REQUIREMENT - Return only the stretch of the material below that begins with the line containing "Target: dirt clod" and ends with the line containing "Target: damaged front bumper", exactly; both of those lines belong to it.

AVAILABLE DATA -
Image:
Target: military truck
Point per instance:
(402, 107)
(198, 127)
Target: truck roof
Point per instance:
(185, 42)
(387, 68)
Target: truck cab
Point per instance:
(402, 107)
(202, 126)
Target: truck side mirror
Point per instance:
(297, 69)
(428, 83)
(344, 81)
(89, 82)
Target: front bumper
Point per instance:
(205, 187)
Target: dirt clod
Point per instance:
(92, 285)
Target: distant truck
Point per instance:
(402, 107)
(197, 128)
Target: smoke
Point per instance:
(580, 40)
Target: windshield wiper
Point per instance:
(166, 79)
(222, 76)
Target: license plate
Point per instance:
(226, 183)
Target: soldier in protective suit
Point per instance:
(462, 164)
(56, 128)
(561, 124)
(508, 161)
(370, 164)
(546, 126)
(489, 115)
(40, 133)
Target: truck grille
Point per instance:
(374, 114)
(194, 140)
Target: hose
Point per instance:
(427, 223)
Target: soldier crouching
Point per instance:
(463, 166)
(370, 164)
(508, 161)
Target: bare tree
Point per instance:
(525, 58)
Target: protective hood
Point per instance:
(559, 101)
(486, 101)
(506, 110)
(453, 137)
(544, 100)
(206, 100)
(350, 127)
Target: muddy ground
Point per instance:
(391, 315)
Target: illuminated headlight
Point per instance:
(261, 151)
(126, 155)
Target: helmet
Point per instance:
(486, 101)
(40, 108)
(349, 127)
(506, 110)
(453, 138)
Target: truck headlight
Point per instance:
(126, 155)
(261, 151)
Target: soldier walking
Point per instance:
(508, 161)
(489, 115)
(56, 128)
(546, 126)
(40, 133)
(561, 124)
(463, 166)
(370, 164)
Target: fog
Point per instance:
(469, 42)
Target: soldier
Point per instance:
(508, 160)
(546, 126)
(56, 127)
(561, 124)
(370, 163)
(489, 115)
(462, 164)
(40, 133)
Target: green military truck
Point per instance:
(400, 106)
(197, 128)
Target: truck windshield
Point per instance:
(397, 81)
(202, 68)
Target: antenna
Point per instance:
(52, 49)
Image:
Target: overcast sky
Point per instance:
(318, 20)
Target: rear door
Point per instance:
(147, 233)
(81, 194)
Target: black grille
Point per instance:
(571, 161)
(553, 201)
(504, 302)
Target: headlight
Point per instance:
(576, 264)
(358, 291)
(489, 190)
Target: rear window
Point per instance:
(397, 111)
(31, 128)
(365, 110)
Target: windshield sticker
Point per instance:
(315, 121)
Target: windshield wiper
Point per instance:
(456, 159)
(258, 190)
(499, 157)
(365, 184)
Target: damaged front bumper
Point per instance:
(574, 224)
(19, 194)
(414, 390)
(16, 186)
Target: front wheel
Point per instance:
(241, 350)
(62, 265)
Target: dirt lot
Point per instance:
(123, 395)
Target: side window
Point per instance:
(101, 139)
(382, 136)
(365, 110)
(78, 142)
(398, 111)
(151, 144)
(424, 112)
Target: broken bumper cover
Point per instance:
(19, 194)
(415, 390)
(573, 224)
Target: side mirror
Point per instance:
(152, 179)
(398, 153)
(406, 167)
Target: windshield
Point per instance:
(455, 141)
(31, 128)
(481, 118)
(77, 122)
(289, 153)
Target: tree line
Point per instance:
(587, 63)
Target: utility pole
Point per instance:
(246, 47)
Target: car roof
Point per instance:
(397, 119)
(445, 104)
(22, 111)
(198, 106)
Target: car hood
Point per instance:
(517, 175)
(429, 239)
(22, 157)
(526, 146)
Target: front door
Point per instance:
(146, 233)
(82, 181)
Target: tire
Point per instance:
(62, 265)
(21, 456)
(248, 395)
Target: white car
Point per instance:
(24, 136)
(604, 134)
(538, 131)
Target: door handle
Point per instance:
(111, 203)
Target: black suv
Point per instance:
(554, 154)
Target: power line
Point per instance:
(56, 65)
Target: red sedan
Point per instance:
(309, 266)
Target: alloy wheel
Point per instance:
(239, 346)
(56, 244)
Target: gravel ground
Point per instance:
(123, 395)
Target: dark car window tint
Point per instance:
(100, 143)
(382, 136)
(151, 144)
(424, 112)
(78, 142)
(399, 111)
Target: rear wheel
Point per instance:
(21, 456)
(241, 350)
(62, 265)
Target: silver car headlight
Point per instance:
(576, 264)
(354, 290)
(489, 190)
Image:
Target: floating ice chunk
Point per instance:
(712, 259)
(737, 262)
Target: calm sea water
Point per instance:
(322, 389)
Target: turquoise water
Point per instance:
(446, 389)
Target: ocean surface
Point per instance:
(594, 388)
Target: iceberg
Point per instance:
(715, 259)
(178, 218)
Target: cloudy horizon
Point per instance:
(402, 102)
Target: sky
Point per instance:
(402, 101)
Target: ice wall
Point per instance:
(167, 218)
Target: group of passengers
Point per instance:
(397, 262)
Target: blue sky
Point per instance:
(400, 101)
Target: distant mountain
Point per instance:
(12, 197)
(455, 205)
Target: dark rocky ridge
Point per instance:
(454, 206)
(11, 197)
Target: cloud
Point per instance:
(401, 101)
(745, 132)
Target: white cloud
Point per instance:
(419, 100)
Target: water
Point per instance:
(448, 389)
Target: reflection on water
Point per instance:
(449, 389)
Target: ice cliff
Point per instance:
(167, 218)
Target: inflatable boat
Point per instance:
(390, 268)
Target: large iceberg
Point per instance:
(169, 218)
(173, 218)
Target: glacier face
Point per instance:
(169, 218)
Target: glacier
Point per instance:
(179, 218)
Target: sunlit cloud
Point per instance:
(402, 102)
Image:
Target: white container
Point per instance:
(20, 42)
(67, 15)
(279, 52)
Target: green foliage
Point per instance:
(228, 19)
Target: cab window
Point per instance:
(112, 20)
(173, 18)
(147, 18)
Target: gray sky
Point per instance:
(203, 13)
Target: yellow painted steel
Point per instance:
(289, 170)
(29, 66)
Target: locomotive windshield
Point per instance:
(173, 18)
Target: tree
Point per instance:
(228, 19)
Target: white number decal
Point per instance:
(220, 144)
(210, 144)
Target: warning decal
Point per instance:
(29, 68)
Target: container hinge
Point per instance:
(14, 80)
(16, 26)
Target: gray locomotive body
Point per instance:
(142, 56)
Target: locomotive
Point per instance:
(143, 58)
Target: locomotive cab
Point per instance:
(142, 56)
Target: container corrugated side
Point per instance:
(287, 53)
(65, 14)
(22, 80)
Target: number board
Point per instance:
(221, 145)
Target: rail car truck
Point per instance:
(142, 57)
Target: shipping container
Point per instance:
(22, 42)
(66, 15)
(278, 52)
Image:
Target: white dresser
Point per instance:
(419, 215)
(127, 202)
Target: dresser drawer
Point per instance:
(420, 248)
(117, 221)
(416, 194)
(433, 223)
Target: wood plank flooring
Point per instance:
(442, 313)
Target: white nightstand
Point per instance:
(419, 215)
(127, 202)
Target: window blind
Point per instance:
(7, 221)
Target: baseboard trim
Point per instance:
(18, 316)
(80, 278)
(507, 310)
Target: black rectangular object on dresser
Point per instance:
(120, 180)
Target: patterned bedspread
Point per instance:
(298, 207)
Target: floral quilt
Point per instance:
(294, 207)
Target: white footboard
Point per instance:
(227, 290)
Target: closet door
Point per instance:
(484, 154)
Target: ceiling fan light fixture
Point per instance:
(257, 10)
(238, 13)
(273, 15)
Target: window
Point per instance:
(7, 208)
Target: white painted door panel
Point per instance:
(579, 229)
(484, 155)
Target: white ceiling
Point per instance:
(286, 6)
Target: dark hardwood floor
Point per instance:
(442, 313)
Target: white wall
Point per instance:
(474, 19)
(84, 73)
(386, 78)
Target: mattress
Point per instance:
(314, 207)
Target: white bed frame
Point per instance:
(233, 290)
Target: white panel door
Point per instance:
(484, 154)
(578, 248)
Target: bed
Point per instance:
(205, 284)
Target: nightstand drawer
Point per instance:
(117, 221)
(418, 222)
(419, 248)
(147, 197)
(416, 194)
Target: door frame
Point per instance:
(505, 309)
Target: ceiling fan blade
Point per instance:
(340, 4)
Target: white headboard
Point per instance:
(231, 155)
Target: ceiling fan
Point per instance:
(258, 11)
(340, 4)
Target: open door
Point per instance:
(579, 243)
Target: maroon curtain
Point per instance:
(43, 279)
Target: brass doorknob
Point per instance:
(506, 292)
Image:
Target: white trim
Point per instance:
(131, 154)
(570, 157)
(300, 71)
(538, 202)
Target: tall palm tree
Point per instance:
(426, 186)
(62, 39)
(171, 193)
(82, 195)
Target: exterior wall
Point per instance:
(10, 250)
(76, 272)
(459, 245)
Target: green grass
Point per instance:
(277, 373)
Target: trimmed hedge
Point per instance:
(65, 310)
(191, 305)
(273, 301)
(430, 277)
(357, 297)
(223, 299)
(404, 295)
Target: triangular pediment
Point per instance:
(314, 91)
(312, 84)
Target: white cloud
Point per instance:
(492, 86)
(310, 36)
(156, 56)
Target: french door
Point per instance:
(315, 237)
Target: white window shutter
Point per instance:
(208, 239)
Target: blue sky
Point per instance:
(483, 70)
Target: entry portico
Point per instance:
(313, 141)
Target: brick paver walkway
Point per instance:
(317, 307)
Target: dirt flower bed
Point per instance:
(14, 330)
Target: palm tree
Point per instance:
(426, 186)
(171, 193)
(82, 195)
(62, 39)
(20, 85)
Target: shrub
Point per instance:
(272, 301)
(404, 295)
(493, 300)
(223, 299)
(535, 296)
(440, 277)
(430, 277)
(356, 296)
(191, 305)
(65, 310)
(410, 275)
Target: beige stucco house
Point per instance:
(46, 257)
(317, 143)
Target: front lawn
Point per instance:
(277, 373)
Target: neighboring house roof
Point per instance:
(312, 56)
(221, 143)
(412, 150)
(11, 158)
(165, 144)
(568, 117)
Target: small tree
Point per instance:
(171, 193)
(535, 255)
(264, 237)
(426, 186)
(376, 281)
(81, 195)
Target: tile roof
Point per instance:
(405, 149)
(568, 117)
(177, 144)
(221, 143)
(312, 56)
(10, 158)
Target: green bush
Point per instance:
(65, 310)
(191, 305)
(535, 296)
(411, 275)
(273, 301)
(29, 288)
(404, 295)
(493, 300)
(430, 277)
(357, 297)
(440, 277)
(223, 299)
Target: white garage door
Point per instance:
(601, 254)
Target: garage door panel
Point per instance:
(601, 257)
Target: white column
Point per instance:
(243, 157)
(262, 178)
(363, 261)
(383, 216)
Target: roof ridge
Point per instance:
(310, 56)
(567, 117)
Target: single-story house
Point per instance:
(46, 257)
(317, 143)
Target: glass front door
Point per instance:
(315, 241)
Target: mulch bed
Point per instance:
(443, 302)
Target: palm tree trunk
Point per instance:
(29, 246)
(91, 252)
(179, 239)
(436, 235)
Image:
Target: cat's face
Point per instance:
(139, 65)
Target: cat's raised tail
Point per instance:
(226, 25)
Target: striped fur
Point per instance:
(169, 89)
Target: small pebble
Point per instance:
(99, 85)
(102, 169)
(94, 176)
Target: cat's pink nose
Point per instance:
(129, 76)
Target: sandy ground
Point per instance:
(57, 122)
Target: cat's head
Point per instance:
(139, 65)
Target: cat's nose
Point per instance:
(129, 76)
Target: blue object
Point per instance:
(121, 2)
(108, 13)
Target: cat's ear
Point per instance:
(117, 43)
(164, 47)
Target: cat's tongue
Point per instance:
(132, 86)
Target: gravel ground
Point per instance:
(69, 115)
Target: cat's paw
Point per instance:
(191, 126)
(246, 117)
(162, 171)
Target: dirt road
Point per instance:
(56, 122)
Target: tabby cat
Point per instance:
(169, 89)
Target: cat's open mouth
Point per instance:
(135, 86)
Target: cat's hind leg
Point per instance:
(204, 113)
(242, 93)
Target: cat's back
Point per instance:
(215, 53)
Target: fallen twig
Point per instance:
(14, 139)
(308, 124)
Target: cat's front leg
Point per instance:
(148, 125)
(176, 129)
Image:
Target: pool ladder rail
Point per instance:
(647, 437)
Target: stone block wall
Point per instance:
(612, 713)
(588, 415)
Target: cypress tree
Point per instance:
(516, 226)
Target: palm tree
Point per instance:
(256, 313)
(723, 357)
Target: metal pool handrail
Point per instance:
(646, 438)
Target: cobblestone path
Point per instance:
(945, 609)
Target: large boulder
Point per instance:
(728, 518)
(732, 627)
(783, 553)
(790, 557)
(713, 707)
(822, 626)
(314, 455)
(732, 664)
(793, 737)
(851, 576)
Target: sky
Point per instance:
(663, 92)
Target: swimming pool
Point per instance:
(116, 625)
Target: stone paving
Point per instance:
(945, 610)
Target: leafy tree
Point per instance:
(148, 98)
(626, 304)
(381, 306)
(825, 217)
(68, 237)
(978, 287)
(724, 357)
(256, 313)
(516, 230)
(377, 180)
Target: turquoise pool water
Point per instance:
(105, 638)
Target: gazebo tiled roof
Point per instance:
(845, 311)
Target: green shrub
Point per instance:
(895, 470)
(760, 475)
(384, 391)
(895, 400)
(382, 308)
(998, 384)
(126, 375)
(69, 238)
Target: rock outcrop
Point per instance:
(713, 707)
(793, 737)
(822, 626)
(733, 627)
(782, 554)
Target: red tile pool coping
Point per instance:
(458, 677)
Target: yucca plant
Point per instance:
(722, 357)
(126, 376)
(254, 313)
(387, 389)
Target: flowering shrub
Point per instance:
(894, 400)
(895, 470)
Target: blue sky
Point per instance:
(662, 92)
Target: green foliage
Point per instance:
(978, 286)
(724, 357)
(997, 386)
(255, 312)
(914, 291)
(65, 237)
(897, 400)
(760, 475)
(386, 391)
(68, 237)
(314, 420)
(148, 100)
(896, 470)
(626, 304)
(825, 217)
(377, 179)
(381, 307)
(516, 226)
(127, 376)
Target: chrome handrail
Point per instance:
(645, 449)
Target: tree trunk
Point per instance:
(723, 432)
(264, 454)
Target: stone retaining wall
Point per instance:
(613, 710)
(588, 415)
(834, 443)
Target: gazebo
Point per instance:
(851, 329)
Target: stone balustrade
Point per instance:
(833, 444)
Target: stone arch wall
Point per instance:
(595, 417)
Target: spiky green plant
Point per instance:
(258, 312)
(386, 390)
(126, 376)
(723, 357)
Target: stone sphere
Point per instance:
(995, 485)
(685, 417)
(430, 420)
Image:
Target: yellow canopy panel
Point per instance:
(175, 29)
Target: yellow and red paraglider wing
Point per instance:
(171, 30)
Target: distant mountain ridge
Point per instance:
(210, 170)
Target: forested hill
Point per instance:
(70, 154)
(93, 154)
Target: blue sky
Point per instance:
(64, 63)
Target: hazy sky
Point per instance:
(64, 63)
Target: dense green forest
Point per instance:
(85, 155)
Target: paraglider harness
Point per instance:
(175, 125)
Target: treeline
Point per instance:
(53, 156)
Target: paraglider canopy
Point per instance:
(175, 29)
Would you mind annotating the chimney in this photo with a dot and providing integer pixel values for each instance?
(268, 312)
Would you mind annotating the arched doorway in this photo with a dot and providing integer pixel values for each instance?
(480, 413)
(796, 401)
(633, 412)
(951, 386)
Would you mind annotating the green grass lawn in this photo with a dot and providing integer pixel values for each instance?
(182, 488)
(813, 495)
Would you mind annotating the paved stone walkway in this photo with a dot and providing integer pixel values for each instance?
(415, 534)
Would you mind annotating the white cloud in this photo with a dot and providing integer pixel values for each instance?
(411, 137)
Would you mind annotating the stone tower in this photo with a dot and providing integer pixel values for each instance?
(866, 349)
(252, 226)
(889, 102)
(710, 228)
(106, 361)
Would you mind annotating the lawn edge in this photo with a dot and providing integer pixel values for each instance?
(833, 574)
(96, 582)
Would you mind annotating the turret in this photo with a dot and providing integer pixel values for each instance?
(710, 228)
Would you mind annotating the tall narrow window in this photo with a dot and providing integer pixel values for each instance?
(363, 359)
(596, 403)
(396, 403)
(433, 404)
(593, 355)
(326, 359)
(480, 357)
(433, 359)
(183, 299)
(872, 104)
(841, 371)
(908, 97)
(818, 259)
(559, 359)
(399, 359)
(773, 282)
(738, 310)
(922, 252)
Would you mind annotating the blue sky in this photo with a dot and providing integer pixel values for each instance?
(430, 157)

SOLUTION TO THIS PROBLEM -
Target: dirt clod
Point per instance:
(92, 285)
Target: distant truck
Point per instance:
(402, 107)
(197, 128)
Target: smoke
Point per instance:
(580, 40)
Target: windshield wiper
Point per instance:
(166, 79)
(222, 76)
Target: license plate
Point per instance:
(226, 183)
Target: soldier in protective suit
Point per instance:
(462, 164)
(56, 128)
(561, 124)
(508, 161)
(370, 164)
(546, 126)
(489, 115)
(40, 133)
Target: truck grille
Point per instance:
(374, 114)
(194, 140)
Target: hose
Point per instance:
(427, 223)
Target: soldier crouching
Point per instance:
(463, 166)
(370, 164)
(508, 161)
Target: bare tree
Point per instance:
(525, 58)
Target: protective hood
Point per instance:
(559, 101)
(486, 101)
(506, 110)
(453, 137)
(544, 100)
(206, 100)
(350, 127)
Target: muddy ground
Point per instance:
(391, 315)
Target: illuminated headlight
Point per instance:
(261, 151)
(126, 155)
Target: helmet
Point per instance:
(486, 101)
(40, 108)
(349, 127)
(506, 110)
(453, 138)
Target: truck headlight
Point per instance:
(126, 155)
(261, 151)
Target: soldier walking
Point per instance:
(508, 161)
(489, 115)
(56, 128)
(546, 126)
(40, 133)
(561, 124)
(463, 166)
(370, 164)
Target: fog
Point per instance:
(469, 42)
Target: soldier
Point per instance:
(508, 160)
(546, 126)
(56, 127)
(561, 124)
(370, 163)
(489, 115)
(462, 164)
(40, 133)
Target: green military truck
Point per instance:
(400, 106)
(197, 128)
Target: truck windshield
Point per instance:
(397, 81)
(202, 68)
Target: antenna
Point per instance:
(52, 49)
Image:
Target: overcast sky
Point per instance:
(318, 20)
Target: rear door
Point per instance:
(147, 233)
(81, 194)
Target: black grille
Point per instance:
(571, 161)
(553, 201)
(504, 302)
Target: headlight
Point per instance:
(576, 264)
(358, 291)
(489, 190)
Target: rear window
Point per instance:
(397, 111)
(31, 128)
(365, 110)
Target: windshield sticker
Point per instance:
(315, 121)
Target: windshield wiper
Point per instance:
(456, 159)
(258, 190)
(499, 157)
(365, 184)
Target: damaged front bumper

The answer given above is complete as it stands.